[Start DATA TO PROCESS]
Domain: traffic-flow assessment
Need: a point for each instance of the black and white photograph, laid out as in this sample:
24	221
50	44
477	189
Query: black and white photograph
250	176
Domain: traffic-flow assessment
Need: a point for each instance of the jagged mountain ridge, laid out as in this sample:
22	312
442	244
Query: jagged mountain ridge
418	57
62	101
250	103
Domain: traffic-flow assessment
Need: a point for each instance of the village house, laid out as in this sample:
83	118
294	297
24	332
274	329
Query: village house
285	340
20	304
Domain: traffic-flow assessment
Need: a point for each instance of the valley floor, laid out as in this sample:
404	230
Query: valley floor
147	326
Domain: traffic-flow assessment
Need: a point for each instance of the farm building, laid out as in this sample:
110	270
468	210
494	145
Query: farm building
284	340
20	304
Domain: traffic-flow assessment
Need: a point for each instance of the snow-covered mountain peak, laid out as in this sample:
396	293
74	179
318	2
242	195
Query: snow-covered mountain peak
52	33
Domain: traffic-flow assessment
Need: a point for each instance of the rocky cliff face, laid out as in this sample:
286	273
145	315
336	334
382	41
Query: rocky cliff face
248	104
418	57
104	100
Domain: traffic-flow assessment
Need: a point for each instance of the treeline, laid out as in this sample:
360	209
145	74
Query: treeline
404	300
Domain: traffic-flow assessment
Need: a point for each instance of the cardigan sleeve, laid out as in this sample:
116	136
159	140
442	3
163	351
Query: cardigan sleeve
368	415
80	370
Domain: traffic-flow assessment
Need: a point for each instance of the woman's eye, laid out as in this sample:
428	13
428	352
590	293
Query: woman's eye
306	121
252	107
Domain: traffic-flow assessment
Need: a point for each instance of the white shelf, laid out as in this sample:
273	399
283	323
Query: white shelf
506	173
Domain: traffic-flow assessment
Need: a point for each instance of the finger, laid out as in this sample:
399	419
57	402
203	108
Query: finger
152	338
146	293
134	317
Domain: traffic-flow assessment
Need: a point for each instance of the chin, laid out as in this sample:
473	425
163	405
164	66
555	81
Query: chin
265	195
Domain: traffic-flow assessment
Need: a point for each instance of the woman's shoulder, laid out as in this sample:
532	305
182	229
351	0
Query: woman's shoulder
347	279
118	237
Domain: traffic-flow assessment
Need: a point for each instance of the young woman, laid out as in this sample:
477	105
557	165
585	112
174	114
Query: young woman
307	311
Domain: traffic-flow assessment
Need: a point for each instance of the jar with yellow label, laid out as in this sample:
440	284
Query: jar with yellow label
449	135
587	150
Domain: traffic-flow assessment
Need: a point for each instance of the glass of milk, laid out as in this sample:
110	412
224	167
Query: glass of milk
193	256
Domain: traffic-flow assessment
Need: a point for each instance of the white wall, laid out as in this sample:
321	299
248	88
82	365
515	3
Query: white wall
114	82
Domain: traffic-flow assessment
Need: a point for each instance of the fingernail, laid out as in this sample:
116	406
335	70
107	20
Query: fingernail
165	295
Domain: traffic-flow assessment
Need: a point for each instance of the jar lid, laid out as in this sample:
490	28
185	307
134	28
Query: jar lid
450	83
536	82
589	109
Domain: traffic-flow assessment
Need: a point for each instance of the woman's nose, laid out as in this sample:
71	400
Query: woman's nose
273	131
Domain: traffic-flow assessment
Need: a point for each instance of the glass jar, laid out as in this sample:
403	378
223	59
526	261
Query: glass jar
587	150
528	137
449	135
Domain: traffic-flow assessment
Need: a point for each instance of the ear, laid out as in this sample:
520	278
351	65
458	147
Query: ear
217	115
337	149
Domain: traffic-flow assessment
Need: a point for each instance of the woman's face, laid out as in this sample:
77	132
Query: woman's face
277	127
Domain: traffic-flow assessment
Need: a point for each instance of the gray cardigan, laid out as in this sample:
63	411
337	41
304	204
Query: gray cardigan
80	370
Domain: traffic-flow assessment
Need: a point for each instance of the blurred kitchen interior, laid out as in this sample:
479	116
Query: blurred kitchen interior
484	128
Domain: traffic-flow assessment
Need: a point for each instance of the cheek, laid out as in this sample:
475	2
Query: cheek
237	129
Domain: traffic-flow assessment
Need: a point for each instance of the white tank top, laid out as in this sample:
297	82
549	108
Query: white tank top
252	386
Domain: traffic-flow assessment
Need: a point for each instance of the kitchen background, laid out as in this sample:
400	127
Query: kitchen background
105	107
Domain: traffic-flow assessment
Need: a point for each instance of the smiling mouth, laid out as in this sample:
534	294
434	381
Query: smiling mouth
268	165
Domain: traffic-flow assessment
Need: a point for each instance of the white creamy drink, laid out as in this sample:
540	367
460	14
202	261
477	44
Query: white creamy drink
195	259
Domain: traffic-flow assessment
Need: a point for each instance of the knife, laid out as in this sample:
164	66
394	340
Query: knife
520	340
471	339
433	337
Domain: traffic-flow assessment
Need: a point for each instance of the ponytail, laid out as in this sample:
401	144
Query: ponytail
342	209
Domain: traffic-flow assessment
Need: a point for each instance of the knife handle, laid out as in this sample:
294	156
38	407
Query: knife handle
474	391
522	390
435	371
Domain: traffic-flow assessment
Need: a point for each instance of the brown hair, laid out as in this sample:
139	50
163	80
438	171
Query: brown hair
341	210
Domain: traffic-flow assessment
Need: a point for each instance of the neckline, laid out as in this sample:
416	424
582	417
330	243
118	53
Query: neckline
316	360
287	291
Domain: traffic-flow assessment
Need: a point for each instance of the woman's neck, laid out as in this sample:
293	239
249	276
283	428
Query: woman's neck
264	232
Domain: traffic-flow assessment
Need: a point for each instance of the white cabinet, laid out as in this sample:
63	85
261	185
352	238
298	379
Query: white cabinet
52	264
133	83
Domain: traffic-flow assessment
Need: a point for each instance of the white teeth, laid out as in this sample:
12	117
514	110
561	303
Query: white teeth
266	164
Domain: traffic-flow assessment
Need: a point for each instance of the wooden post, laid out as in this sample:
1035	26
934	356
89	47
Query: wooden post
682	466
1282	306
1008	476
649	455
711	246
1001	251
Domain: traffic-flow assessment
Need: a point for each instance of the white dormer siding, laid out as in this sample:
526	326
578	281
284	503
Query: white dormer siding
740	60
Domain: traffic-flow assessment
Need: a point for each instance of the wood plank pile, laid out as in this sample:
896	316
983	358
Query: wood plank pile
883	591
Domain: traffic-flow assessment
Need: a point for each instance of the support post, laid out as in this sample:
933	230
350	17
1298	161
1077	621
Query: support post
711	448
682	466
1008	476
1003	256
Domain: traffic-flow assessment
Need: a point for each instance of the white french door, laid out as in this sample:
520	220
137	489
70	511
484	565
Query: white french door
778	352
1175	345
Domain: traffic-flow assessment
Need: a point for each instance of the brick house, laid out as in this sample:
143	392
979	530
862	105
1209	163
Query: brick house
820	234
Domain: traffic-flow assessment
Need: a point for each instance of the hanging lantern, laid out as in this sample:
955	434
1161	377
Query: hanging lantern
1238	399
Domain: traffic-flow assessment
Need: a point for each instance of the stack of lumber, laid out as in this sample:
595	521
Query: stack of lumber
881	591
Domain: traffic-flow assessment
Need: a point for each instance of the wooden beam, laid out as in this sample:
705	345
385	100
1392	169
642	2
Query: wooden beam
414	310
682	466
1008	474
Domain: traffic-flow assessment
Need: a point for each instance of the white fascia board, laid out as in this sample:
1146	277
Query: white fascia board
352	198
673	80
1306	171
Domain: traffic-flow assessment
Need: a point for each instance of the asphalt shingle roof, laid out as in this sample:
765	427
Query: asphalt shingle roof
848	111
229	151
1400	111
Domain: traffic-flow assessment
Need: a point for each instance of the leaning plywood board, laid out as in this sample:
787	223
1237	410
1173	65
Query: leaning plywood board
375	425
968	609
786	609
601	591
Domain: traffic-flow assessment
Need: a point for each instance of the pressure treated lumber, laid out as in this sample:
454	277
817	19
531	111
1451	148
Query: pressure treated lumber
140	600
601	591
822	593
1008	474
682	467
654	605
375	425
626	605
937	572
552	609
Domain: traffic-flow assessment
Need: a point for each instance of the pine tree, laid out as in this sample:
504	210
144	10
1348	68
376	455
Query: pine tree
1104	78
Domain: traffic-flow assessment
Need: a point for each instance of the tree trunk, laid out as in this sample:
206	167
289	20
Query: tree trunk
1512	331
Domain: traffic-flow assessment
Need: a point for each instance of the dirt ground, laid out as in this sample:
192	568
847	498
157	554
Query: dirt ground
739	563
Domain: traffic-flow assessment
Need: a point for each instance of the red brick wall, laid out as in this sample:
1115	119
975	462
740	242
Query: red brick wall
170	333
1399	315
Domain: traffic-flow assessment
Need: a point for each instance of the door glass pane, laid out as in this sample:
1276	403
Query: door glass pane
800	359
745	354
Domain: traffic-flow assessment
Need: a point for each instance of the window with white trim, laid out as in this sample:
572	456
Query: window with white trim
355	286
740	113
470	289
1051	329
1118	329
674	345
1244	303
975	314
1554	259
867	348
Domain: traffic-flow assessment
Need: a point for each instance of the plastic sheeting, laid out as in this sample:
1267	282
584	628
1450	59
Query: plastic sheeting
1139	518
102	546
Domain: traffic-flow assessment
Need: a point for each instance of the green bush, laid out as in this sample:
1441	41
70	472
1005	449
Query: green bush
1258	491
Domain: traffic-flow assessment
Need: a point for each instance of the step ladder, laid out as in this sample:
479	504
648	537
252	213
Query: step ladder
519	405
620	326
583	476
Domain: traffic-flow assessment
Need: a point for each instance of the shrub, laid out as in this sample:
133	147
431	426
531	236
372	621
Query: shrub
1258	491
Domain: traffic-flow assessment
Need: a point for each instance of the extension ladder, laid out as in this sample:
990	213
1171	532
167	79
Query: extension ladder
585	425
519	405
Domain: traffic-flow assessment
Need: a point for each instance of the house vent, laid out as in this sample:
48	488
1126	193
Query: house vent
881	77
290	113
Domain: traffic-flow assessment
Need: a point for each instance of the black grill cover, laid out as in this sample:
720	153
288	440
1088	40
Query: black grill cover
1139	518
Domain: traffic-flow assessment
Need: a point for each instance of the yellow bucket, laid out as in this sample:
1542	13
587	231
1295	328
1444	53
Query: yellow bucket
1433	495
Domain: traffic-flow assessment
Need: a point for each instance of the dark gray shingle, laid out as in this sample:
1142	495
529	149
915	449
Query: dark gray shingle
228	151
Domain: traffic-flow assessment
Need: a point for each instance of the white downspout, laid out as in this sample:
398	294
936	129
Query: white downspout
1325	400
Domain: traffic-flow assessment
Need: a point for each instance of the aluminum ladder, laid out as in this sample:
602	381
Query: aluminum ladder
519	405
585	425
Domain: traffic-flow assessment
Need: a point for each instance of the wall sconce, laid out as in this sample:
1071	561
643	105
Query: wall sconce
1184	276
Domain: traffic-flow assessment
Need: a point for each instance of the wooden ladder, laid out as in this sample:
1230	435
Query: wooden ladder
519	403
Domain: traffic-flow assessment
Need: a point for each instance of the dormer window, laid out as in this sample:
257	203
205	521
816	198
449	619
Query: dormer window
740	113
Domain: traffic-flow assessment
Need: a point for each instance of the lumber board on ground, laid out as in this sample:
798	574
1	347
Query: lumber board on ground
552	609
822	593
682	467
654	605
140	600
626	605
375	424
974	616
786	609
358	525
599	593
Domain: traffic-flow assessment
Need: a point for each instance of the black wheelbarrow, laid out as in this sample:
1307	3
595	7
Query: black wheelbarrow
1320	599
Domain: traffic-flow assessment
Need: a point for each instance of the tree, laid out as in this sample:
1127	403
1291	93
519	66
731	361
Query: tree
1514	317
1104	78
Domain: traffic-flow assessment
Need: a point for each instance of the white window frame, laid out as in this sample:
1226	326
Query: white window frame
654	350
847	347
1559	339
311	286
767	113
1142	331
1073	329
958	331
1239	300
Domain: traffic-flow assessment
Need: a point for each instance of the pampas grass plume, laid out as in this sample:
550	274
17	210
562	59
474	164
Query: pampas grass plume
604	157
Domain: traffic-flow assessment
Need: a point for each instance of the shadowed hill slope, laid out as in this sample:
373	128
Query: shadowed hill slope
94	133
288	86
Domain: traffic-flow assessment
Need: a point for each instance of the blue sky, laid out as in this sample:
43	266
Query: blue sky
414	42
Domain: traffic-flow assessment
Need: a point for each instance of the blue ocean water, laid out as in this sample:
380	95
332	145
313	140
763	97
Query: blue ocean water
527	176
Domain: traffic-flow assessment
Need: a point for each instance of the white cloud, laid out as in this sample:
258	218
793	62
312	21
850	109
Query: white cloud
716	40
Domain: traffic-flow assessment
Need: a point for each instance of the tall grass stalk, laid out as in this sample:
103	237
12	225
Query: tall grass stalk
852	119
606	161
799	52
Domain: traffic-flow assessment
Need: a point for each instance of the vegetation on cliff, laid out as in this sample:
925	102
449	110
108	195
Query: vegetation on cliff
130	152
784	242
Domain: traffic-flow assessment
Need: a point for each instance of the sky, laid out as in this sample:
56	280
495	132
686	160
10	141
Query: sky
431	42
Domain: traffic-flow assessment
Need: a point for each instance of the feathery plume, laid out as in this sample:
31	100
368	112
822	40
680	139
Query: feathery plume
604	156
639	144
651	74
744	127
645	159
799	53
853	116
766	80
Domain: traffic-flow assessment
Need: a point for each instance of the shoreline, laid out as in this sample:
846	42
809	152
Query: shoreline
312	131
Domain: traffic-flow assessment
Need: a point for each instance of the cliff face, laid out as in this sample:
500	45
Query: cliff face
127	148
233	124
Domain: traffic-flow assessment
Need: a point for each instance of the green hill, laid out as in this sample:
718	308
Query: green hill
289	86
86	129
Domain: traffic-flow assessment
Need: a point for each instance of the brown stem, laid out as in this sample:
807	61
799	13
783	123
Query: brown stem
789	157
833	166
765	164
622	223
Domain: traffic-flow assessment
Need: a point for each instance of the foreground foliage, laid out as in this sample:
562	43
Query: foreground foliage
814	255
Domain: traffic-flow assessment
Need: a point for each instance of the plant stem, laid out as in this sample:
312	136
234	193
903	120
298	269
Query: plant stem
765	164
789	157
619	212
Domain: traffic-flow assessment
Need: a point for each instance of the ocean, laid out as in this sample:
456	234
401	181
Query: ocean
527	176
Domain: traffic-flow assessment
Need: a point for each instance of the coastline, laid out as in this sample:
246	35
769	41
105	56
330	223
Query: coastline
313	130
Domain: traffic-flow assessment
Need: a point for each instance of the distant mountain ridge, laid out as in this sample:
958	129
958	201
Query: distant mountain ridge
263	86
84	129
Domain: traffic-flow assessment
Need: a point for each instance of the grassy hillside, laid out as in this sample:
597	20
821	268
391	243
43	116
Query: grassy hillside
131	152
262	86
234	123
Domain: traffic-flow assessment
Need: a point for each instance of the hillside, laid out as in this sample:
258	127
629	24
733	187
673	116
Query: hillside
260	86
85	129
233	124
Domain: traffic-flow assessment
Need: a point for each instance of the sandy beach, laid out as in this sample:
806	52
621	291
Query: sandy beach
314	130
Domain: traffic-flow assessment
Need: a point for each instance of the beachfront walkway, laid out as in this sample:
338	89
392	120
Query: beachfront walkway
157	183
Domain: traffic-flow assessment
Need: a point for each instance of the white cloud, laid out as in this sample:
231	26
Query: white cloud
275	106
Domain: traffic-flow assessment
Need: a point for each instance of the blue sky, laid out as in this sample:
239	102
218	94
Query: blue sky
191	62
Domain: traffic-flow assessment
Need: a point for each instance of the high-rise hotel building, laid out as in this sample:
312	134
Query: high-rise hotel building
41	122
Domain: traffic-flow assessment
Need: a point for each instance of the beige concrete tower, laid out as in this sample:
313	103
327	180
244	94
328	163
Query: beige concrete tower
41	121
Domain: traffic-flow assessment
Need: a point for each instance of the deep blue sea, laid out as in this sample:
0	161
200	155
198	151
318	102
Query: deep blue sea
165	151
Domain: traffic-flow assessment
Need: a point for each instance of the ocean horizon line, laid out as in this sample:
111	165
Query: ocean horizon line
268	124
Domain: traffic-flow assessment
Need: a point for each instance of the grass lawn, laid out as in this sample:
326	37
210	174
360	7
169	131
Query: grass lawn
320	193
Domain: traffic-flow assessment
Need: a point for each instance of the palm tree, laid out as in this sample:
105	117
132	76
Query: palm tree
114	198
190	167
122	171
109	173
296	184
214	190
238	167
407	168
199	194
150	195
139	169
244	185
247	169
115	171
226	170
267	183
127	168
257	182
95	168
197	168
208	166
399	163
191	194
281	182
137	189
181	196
[End DATA TO PROCESS]
• _TASK PROMPT_: Extract each line of the rows above that contains the word "kitchen". Letter case counts.

• _SOLUTION BELOW_:
Need: a point for each instance of the blurred kitchen interior, laid out as in this sample:
Query: blurred kitchen interior
Need: a point for each instance of the kitchen background, laid out as in this sample:
Query: kitchen background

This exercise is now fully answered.